Render every line of the material below as a JSON list of strings, one string per line, with blank lines omitted. Leave the pictures out of the answer.
=======
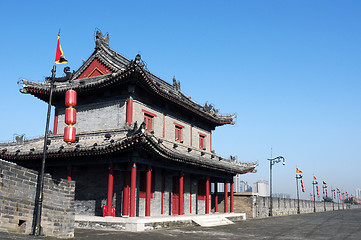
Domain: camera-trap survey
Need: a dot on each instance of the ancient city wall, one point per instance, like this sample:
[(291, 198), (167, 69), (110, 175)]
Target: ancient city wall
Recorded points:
[(256, 206), (17, 197)]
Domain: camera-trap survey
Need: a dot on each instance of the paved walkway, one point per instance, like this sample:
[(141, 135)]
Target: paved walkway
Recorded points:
[(343, 224)]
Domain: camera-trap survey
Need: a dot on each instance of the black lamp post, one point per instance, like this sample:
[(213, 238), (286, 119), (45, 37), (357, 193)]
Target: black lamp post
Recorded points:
[(343, 201), (314, 182), (333, 202), (324, 186), (298, 176), (272, 162), (37, 229)]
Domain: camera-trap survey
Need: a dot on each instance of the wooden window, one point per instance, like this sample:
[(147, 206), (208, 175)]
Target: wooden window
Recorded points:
[(148, 122), (178, 132), (202, 141), (201, 190), (143, 184)]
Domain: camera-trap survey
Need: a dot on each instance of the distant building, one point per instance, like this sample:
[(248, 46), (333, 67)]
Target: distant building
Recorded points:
[(281, 195), (261, 187), (245, 187), (358, 192)]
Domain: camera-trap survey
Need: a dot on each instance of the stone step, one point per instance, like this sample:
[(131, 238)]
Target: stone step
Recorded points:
[(211, 221)]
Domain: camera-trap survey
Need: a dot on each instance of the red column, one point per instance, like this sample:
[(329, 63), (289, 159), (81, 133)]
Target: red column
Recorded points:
[(190, 194), (55, 129), (163, 125), (148, 192), (110, 190), (207, 195), (181, 193), (191, 136), (69, 171), (216, 197), (232, 198), (133, 182), (126, 194), (129, 117), (162, 198), (210, 142), (225, 197)]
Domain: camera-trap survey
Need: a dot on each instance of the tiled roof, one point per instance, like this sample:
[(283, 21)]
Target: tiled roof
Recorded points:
[(117, 142), (123, 70)]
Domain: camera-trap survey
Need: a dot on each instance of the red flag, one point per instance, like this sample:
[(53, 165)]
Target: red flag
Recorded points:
[(303, 186), (59, 57)]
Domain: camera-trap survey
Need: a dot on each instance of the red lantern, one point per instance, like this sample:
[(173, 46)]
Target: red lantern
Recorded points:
[(70, 98), (70, 116), (69, 134), (303, 186)]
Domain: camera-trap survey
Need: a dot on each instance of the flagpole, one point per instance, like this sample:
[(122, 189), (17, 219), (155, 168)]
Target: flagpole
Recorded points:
[(37, 229)]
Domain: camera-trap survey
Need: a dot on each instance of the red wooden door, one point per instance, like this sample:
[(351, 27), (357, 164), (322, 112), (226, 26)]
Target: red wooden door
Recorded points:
[(175, 196)]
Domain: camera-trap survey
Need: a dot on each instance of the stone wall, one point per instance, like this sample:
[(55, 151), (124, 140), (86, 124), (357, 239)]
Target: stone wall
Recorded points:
[(256, 206), (17, 195)]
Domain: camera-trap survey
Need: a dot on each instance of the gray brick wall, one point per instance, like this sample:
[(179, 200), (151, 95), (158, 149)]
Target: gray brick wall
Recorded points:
[(96, 116), (170, 119), (256, 206), (17, 196)]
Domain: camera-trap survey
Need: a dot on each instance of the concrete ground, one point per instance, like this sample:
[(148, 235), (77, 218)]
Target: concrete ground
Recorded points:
[(343, 224)]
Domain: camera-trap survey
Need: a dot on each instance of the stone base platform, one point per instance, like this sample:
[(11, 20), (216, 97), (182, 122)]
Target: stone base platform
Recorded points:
[(137, 224)]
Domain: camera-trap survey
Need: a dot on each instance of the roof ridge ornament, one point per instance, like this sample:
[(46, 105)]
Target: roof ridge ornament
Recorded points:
[(136, 62), (176, 84), (101, 40)]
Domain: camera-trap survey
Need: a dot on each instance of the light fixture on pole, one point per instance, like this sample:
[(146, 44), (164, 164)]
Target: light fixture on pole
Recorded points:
[(334, 197), (324, 186), (272, 162), (314, 182), (299, 176)]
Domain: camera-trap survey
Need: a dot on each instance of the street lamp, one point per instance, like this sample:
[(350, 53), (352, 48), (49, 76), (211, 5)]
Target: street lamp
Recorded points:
[(324, 186), (314, 182), (298, 176), (272, 162), (37, 228), (333, 202)]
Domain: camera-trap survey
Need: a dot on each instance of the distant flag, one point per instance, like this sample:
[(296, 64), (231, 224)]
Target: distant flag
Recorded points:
[(59, 57)]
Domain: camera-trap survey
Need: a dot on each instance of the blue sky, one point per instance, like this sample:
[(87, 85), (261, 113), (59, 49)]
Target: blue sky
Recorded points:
[(290, 70)]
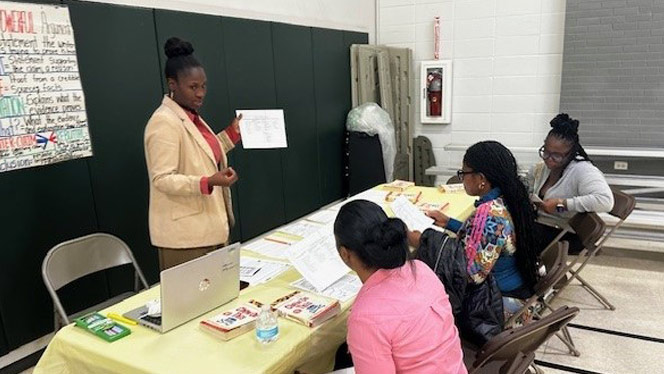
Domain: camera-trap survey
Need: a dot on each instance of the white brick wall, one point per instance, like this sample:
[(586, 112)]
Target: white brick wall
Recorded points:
[(507, 59)]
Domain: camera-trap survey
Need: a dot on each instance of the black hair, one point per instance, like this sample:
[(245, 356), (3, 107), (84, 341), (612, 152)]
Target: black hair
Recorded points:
[(566, 128), (180, 55), (364, 228), (500, 168)]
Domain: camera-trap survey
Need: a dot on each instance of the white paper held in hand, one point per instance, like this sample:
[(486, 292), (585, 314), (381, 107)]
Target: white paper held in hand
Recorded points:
[(263, 129), (317, 259), (410, 215)]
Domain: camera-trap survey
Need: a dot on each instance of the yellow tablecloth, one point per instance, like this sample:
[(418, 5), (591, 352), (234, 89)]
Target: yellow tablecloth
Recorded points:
[(187, 349)]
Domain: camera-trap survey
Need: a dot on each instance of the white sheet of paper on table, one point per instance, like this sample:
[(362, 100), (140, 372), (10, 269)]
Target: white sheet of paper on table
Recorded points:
[(301, 228), (411, 215), (375, 196), (343, 290), (256, 271), (263, 129), (324, 216), (268, 248), (317, 259)]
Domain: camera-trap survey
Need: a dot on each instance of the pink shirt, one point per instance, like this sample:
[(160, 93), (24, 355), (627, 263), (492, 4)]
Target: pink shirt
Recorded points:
[(402, 322)]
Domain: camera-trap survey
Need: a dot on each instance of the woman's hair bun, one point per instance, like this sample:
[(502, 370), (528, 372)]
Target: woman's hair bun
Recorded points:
[(390, 233), (175, 47), (564, 124)]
=======
* _Exercise result_
[
  "Domain: camera-trap survey",
  "Need: a dot on each instance of the ancient city wall, one point per instance, like this sample:",
  "[(291, 198), (167, 69), (110, 175)]",
  "Target: ancient city wall",
  "Recorded points:",
  "[(256, 206), (17, 197)]",
  "Domain: camera-trap survey",
  "Need: a dot on each instance of the paved walkway, one point per instance, like this sample:",
  "[(141, 135)]",
  "Target: paved walkway",
  "Recorded points:",
  "[(343, 224)]",
  "Domain: camera-trap survey",
  "Need: a dot on each instance of the black lamp post, one point per instance, like this sample:",
  "[(213, 238), (286, 119), (45, 37), (357, 193)]",
  "Target: black lamp post",
  "Recorded points:",
  "[(343, 201), (314, 182), (333, 202), (324, 186), (298, 176), (272, 162), (37, 229)]",
  "Domain: camera-trap survey",
  "Need: a dot on each instance of the wooden window, one point per instance, like this sample:",
  "[(147, 206), (208, 175)]",
  "Target: wooden window",
  "Recorded points:",
  "[(148, 122), (178, 132), (202, 141), (201, 190), (143, 184)]",
  "Domain: camera-trap survey",
  "Need: a dot on each instance of the distant building, one point per instance, like this sample:",
  "[(248, 46), (333, 67)]",
  "Target: distant building",
  "Recorded points:",
  "[(281, 195), (261, 187), (245, 187), (358, 192)]",
  "Domain: camera-trap survey",
  "Need: a dot on each instance of the stone step, one point per instance, like this sample:",
  "[(131, 238)]",
  "Target: stone step",
  "Recorded points:",
  "[(211, 221)]",
  "Domain: camera-trap survey",
  "Need: a dot on each instance of the red column, one point per instance, like this sample:",
  "[(329, 63), (289, 159), (81, 133)]",
  "Target: red column",
  "Recorded points:",
  "[(190, 194), (55, 129), (163, 125), (148, 192), (110, 190), (207, 195), (181, 193), (191, 136), (69, 171), (216, 197), (232, 198), (133, 182), (126, 194), (129, 117), (162, 198), (210, 142), (225, 197)]",
  "Domain: camera-trap survey",
  "Need: a dot on each instance of the tiled roof, one point per instance, like this sample:",
  "[(283, 21)]",
  "Target: tiled roof",
  "Recorded points:",
  "[(117, 142), (123, 70)]",
  "Domain: camera-trap survey",
  "Need: a dot on each instance of the red flag, one point per instance, like this sample:",
  "[(53, 165)]",
  "Target: red flag",
  "Recorded points:",
  "[(303, 186), (59, 57)]",
  "Domain: camera-trap survey",
  "Need: a dot on each instance of the red lantern, one point per instance, like this sample:",
  "[(173, 46)]",
  "Target: red lantern",
  "Recorded points:",
  "[(70, 98), (70, 116), (69, 134), (303, 186)]",
  "Domain: camera-trap survey",
  "Need: a dot on each instance of the flagpole, one point per instance, like this sample:",
  "[(122, 189), (17, 219), (155, 168)]",
  "Target: flagpole",
  "Recorded points:",
  "[(37, 229)]",
  "Domain: camera-trap survey",
  "Need: a dot on each instance of the red wooden door, one point per instance, like this sample:",
  "[(351, 27), (357, 164), (322, 112), (226, 26)]",
  "Target: red wooden door",
  "Recorded points:",
  "[(175, 196)]",
  "Domain: camera-trap survey",
  "Need: a dot on each instance of the stone wall, one point per instance, like this sample:",
  "[(55, 151), (124, 140), (86, 124), (357, 239)]",
  "Target: stone wall",
  "Recorded points:",
  "[(256, 206), (17, 195)]",
  "Domain: camera-trap survey",
  "Need: a dot on each instance of the gray brick wall, one point per instance, like this sample:",
  "[(179, 200), (151, 95), (158, 149)]",
  "Target: gray brick wall",
  "Recorded points:",
  "[(96, 116), (170, 119), (256, 206), (17, 196)]",
  "Domain: camera-trap survey",
  "Need: a dot on each instance of the concrete ground, one point per instance, like this sample:",
  "[(148, 235), (77, 218)]",
  "Target: concrete ground",
  "Recorded points:",
  "[(343, 224)]",
  "Domain: camera-trap survey",
  "Need: a dot on each instance of the stone base platform, one point per instance, like this sample:",
  "[(11, 20), (216, 97), (182, 122)]",
  "Target: stone base platform",
  "Recorded points:",
  "[(137, 224)]",
  "Domain: camera-trap survey",
  "Need: a dot on each instance of the roof ridge ornament, one point per instance, like this sample:",
  "[(46, 105)]",
  "Target: roof ridge ornament",
  "Recorded points:",
  "[(136, 62), (176, 84), (101, 40)]",
  "Domain: camera-trap survey",
  "Need: a dot on each instance of the light fixture on pole, one point per instance, like this sample:",
  "[(146, 44), (164, 164)]",
  "Target: light fixture on pole",
  "Recorded points:",
  "[(334, 197), (324, 186), (272, 162), (314, 182), (299, 176)]",
  "Domain: camera-trap survey",
  "Need: a dot on each instance of the street lamp, one point per instance, like this sample:",
  "[(350, 53), (352, 48), (49, 76), (211, 5)]",
  "Target: street lamp",
  "Recorded points:",
  "[(324, 186), (314, 182), (298, 176), (272, 162), (37, 228), (333, 202)]",
  "Domain: camera-trap survey",
  "Need: a dot on each instance of the distant flag, one point per instance, like this sample:",
  "[(296, 64), (231, 224)]",
  "Target: distant flag",
  "Recorded points:",
  "[(59, 57)]",
  "Domain: camera-trap survey",
  "Need: a dot on each instance of the blue sky, one point per instance, like this sample:",
  "[(87, 85), (261, 113), (59, 49)]",
  "Target: blue sky",
  "Recorded points:",
  "[(290, 70)]",
  "Domain: camera-trap survey",
  "Need: a dot on each instance of the white brick wall, one point per instance, like this sample:",
  "[(586, 112)]",
  "Target: white brick wall",
  "Recorded points:",
  "[(507, 59)]",
  "Domain: camera-trap survey",
  "Need: a dot on each instance of the black hair, one point per instance, like this sample:",
  "[(245, 356), (3, 107), (84, 341), (612, 152)]",
  "Target: black hair",
  "Recorded points:",
  "[(566, 128), (180, 55), (364, 228), (500, 168)]",
  "Domain: camera-trap survey",
  "Need: a dot on each instance of the white paper held in hand, one point per instance, like this sample:",
  "[(486, 292), (585, 314), (381, 107)]",
  "Target: white paper held in hand",
  "Recorded points:",
  "[(263, 129), (317, 259), (410, 215)]",
  "Domain: camera-trap survey",
  "Need: a dot on each instance of the yellow tablecloth, one point per instance, like this sample:",
  "[(418, 5), (591, 352), (234, 89)]",
  "Target: yellow tablecloth",
  "Recorded points:",
  "[(187, 349)]",
  "Domain: camera-trap survey",
  "Need: a dot on each instance of the white sheet of paper on table, one point per instance, like this sample:",
  "[(362, 100), (140, 372), (10, 269)]",
  "Target: white sheet of paper on table",
  "Recorded points:",
  "[(301, 228), (411, 215), (375, 196), (343, 290), (256, 271), (263, 129), (324, 216), (268, 248), (317, 259)]",
  "Domain: camera-trap survey",
  "Need: a dot on each instance of the pink shirt, one point per instance, like this sample:",
  "[(160, 93), (24, 355), (627, 263), (492, 4)]",
  "Target: pink shirt",
  "Recorded points:",
  "[(402, 322)]",
  "Domain: camera-trap survey",
  "Need: a dot on each instance of the woman's hair bun, one point per instance, like this sample:",
  "[(502, 370), (528, 372)]",
  "Target: woman's hair bun",
  "Recorded points:",
  "[(390, 233), (175, 47), (564, 124)]"
]